Exercise instructions
State only the number of lines in the entries below that contain the string "group". Matching is case-sensitive.

[Dataset excerpt]
══════
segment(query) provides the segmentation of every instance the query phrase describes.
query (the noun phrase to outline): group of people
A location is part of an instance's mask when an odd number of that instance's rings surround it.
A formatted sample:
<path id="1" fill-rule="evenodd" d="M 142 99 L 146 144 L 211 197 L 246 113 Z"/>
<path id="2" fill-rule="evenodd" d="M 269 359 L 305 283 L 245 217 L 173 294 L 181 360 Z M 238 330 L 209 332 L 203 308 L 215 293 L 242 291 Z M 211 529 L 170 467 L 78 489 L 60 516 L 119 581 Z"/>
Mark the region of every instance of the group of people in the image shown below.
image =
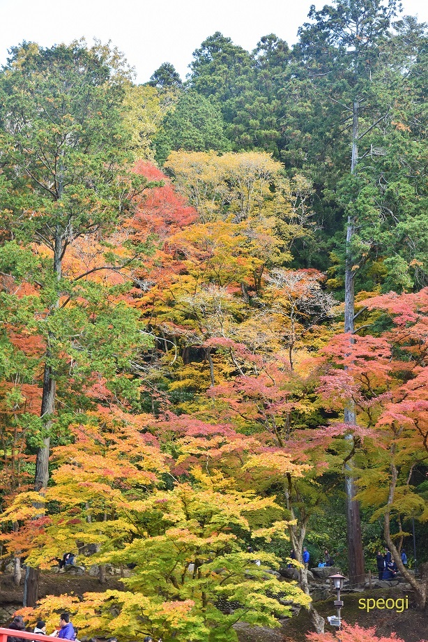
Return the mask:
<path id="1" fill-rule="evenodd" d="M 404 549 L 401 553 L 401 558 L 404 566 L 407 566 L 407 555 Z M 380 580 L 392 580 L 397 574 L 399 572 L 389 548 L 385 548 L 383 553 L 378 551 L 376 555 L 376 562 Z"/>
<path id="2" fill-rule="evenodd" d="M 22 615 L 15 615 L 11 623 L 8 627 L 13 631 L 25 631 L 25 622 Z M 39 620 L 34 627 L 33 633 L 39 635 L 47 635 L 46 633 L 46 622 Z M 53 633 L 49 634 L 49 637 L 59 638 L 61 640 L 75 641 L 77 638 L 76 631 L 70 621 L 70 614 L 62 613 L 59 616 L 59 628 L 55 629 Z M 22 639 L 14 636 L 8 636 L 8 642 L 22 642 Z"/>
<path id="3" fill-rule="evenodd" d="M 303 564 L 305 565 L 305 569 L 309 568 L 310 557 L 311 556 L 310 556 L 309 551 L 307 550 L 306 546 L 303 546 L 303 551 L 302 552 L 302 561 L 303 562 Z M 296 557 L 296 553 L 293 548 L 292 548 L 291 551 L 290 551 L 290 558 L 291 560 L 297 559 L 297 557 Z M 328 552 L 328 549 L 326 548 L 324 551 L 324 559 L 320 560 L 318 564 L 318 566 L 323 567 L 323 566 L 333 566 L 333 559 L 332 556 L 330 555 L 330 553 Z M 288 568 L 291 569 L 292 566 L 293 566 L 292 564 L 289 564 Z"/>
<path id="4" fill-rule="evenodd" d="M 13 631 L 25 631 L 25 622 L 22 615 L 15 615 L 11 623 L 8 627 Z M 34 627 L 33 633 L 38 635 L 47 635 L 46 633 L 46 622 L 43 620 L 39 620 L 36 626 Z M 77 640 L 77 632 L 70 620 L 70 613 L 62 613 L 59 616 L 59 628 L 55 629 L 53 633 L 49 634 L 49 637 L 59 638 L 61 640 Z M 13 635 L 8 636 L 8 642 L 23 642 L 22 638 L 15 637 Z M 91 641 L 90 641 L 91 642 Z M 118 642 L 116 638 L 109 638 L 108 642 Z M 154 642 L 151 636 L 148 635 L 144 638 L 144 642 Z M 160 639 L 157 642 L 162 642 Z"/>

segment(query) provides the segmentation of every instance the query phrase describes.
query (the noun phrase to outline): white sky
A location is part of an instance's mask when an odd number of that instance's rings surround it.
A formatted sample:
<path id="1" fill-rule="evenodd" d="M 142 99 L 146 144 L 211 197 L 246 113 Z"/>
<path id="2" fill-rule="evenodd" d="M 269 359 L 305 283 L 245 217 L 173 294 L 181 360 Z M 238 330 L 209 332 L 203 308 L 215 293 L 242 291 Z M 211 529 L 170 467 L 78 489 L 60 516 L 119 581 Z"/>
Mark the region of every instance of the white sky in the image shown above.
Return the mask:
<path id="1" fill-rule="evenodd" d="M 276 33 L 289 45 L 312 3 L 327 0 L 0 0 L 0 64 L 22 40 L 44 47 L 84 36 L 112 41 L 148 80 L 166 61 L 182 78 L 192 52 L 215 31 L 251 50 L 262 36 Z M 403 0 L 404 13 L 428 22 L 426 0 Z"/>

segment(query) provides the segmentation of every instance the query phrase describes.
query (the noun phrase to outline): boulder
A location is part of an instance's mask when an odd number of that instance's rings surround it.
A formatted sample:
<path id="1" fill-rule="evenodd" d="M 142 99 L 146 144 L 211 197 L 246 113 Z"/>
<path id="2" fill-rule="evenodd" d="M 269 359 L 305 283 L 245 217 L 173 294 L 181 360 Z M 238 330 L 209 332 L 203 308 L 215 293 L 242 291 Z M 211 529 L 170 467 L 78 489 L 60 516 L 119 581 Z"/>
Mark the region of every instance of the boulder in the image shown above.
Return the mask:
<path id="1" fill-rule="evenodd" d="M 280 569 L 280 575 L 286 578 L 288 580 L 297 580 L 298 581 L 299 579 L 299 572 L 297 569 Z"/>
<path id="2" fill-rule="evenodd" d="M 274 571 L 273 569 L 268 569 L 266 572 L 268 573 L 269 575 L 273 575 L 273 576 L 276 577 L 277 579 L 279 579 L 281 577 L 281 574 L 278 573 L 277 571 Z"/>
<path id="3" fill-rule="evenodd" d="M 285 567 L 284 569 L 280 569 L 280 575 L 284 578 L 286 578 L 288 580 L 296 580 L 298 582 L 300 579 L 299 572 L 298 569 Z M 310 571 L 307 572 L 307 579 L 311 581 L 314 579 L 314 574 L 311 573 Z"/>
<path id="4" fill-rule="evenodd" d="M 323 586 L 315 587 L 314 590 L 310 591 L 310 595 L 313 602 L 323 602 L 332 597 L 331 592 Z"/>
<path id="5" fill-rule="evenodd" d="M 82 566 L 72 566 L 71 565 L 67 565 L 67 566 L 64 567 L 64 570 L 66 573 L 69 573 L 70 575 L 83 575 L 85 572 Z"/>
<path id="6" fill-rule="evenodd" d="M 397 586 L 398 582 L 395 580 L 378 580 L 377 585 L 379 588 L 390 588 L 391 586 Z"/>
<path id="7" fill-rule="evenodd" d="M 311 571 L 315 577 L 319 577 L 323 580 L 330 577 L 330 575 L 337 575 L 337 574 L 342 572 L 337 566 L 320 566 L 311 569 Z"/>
══════
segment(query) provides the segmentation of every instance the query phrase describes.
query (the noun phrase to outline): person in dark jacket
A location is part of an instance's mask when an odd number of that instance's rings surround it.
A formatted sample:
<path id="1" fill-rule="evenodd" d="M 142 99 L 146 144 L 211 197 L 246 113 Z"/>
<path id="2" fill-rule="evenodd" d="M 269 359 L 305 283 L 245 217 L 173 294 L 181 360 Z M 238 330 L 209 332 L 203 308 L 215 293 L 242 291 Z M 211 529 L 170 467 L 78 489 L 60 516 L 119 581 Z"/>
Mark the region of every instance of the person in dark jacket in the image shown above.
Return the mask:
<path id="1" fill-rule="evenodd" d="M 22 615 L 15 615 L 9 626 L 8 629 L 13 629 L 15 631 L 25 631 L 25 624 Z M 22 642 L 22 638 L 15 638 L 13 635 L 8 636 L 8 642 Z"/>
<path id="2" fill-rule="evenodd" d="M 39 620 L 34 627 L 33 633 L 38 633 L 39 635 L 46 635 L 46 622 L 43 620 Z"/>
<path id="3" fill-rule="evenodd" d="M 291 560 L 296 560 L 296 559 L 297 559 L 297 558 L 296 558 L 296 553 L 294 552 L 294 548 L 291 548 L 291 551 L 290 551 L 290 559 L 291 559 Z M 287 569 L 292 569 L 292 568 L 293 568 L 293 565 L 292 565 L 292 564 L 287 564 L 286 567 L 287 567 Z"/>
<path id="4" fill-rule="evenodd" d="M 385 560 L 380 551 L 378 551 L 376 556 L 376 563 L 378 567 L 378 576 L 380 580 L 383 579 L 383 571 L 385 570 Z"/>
══════
Output of the exercise
2